(Stored entries)
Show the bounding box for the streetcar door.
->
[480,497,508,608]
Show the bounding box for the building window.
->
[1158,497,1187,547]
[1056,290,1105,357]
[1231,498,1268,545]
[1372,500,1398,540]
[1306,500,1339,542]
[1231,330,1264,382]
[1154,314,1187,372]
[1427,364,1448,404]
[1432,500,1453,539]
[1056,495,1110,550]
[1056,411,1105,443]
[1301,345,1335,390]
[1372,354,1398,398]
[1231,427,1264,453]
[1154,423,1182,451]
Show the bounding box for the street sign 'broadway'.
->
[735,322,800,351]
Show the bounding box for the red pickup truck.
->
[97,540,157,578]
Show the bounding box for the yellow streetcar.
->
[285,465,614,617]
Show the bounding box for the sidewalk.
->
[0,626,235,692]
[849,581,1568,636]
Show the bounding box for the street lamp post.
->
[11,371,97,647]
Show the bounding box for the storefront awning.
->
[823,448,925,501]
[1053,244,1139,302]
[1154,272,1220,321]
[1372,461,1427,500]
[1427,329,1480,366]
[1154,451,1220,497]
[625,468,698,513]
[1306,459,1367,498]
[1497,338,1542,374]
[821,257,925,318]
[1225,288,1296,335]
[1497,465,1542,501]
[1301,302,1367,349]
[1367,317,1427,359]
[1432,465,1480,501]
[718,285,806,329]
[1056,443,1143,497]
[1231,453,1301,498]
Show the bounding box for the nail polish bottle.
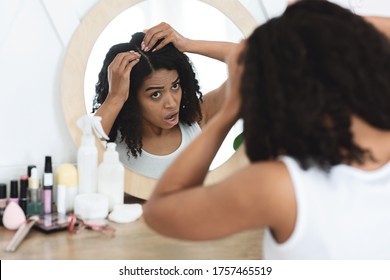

§ **TASK GOAL**: Can you repeat every one of the records above word for word, leaving the pictures out?

§ **TASK ANSWER**:
Show the bounding box for the streetcar door.
->
[480,497,508,608]
Show the bounding box for the building window.
->
[1158,497,1187,547]
[1056,290,1105,357]
[1231,498,1268,545]
[1372,500,1398,540]
[1306,500,1339,542]
[1231,330,1264,382]
[1154,314,1187,372]
[1427,364,1448,404]
[1432,500,1453,539]
[1056,495,1110,550]
[1056,411,1105,443]
[1301,345,1335,390]
[1372,354,1398,398]
[1231,427,1264,453]
[1154,423,1182,451]
Show the bounding box for the street sign 'broadway'.
->
[735,322,800,351]
Show the bounding box for the red pickup truck.
->
[97,540,157,578]
Show the bounding box for the yellow streetcar.
->
[285,465,614,617]
Show the bounding box for the sidewalk.
->
[0,626,235,692]
[849,581,1568,636]
Show the bounding box for the street lamp post.
->
[11,371,97,647]
Show the bounding box for the storefront awning.
->
[823,448,925,501]
[1053,244,1139,302]
[1154,272,1220,321]
[1372,461,1427,500]
[1427,329,1480,366]
[1154,451,1220,497]
[625,468,698,513]
[1306,459,1367,498]
[1497,338,1542,374]
[821,257,925,318]
[1225,288,1296,335]
[1497,465,1542,501]
[1301,302,1367,349]
[1367,317,1427,359]
[1432,465,1480,501]
[718,285,806,329]
[1056,443,1143,497]
[1231,453,1301,498]
Show the bounding box for the nail polish bottle.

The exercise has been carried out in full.